■ YOUR INSTRUCTIONS: Rewrite the stretch from the start of the records through the line containing "<point>236,369</point>", keeping the requests unchanged but scaling every coordinate in the answers by 1.65 and rounding each to a whole number, halves up. Give only those lines.

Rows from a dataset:
§ §

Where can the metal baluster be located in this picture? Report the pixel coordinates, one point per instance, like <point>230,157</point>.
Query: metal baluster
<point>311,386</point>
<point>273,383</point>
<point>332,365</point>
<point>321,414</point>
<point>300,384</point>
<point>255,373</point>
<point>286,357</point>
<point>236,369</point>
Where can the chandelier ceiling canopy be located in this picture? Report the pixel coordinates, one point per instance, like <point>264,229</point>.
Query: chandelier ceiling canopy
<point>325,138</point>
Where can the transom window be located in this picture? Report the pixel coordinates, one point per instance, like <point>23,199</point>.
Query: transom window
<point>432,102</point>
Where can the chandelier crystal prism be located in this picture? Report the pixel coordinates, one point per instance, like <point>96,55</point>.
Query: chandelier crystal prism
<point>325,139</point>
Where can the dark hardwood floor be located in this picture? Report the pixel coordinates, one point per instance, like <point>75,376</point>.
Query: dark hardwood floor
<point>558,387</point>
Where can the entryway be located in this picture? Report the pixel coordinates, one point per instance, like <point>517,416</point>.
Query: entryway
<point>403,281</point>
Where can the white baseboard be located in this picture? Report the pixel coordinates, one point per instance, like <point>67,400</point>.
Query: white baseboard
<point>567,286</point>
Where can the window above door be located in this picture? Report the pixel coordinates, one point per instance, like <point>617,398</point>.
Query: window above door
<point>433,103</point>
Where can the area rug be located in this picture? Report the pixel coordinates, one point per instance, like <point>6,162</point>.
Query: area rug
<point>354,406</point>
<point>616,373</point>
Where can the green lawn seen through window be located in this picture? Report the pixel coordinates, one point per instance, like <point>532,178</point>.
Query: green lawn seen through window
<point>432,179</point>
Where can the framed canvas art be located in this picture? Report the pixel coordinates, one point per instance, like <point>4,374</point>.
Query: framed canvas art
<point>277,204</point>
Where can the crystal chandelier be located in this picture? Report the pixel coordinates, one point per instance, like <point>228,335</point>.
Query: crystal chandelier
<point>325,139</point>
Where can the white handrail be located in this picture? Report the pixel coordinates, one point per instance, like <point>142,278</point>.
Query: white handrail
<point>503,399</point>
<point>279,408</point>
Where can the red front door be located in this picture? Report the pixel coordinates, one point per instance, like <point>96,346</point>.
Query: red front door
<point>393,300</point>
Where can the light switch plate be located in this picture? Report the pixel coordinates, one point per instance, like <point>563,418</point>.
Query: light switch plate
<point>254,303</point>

§ §

■ OUTPUT FOR THIS EXERCISE:
Where can the metal baluster be located in this picture? Report the pixel coordinates, one point per instance, like <point>230,157</point>.
Query: metal baluster
<point>513,637</point>
<point>450,632</point>
<point>548,602</point>
<point>530,683</point>
<point>495,634</point>
<point>421,615</point>
<point>472,589</point>
<point>389,609</point>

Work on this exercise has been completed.